Problem to solve: Can you print the stretch from "To label NASA" through "culture in NASA." in the email about the Columbia disaster, word for word?

* Begin Provided passage *

Jed,

There were definitely bad management decisions made in both disasters based
upon technical information available.

To label NASA as a dysfunctinal corporate culture seems a stretch since
they are a bureaucratic goverment agency in which both cases managers
failed to move on actionable data.

On Sunday, May 27, 2012, Jed Rothwell wrote:

> Here is another interesting article in Slate's series, on the Columbia
> disaster:
>
> http://www.theatlantic.com/past/docs/issues/2003/11/langewiesche.htm
>
> This is about the dysfunctional corporate culture in NASA.
>
> When Columbia was in orbit, some people thought it might be damaged by the
> falling insulation. Some said that even if it was damaged, nothing could be
> done about it. Here is something I did not know:
>
> [NASA administrator] Linda Ham was wrong. Had the hole in the leading edge
> been seen, actions could have been taken to try to save the astronauts'
> lives. The first would have been simply to buy some time. Assuming a
> starting point on the fifth day of the flight, NASA engineers subsequently
> calculated that by requiring the crew to rest and sleep, the mission could
> have been extended to a full month, to February 15. During that time the
> Atlantis, which was already being prepared for a scheduled March 1 launch,
> could have been processed more quickly by ground crews working around the
> clock, and made ready to go by February 10. If all had proceeded perfectly,
> there would have been a five-day window in which to blast off, join up with
> the Columbia, and transfer the stranded astronauts one by one to safety, by
> means of tethered spacewalks. Such a rescue would not have been easy, and
> it would have involved the possibility of another fatal foam strike and the
> loss of two shuttles instead of one; but in the risk-versus-risk world of
> space flight, veterans like Mike Bloomfield would immediately have
> volunteered, and NASA would have bet the farm.

* End Provided passage *
* Begin Extracted records *

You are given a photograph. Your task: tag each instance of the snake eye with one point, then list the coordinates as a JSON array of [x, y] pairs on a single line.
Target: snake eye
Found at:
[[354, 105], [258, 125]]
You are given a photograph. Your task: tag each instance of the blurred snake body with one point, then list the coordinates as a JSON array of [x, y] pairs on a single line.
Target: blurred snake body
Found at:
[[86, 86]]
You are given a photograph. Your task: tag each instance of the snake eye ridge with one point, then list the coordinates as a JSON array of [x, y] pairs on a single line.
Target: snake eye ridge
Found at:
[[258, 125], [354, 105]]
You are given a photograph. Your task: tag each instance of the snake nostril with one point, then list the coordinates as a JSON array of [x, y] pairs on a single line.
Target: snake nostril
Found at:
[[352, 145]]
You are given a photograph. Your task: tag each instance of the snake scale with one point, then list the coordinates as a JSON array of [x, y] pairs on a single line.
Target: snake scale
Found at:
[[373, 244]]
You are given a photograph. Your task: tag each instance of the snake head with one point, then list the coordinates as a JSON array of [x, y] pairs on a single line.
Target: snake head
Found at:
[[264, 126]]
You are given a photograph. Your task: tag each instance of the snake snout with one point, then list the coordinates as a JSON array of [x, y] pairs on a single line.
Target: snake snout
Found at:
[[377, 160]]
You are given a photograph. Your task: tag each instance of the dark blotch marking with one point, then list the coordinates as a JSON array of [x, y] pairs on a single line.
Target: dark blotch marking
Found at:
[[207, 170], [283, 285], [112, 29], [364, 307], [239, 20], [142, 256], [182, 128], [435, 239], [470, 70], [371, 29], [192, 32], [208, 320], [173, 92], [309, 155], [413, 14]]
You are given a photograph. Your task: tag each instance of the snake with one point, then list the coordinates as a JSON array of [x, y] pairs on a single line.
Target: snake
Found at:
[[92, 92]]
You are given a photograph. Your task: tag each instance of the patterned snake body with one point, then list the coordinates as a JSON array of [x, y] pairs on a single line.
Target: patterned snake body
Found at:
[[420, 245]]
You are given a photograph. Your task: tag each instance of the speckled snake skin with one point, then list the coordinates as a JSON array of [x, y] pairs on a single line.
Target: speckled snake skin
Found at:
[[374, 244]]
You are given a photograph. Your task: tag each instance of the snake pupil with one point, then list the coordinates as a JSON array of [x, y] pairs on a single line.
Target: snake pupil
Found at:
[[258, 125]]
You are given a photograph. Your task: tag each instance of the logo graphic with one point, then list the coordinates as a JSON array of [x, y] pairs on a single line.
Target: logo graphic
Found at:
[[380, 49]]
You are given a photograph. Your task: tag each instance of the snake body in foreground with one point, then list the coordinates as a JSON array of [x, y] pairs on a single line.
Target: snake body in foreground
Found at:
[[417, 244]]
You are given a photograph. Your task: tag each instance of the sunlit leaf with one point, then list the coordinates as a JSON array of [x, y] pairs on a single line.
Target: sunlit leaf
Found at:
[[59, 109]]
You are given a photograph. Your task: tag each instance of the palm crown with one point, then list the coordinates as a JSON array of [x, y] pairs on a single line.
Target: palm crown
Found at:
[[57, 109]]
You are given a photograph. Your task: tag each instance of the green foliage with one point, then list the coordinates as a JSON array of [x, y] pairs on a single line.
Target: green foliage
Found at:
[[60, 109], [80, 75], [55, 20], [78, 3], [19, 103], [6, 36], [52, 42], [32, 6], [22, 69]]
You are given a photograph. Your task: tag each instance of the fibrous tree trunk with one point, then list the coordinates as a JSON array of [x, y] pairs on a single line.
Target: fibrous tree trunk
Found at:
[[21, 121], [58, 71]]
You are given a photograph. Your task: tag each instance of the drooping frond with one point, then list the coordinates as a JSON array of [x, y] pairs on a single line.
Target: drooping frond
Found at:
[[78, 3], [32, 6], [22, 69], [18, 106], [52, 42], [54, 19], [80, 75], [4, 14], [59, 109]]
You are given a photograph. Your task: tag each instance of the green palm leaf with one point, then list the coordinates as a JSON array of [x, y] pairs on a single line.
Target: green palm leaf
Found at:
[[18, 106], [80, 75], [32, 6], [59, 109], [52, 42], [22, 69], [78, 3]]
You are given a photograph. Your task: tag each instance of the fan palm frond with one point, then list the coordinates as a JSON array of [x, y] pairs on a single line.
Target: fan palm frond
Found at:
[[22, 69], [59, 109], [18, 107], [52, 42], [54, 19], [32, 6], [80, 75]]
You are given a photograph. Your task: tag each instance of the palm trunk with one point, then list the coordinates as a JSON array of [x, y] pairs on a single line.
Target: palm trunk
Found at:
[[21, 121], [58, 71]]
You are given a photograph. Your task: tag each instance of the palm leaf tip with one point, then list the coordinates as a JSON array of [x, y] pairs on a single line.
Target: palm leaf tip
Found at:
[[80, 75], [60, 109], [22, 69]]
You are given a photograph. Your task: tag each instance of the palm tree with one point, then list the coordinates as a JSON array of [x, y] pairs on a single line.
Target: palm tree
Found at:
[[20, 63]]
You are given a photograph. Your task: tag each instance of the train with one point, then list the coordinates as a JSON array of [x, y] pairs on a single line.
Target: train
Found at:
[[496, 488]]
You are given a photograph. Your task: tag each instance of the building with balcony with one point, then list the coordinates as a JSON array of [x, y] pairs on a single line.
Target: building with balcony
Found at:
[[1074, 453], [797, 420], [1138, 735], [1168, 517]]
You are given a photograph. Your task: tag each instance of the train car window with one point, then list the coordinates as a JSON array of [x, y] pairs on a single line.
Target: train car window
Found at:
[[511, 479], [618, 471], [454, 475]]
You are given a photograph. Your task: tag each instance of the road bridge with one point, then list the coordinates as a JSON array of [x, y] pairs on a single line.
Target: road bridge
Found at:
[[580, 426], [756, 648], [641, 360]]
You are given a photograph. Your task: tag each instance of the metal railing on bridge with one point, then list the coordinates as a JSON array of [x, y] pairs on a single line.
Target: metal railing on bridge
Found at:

* End Extracted records *

Exercise solution:
To label NASA as a dysfunctinal corporate culture seems a stretch since
they are a bureaucratic goverment agency in which both cases managers
failed to move on actionable data.

On Sunday, May 27, 2012, Jed Rothwell wrote:

> Here is another interesting article in Slate's series, on the Columbia
> disaster:
>
> http://www.theatlantic.com/past/docs/issues/2003/11/langewiesche.htm
>
> This is about the dysfunctional corporate culture in NASA.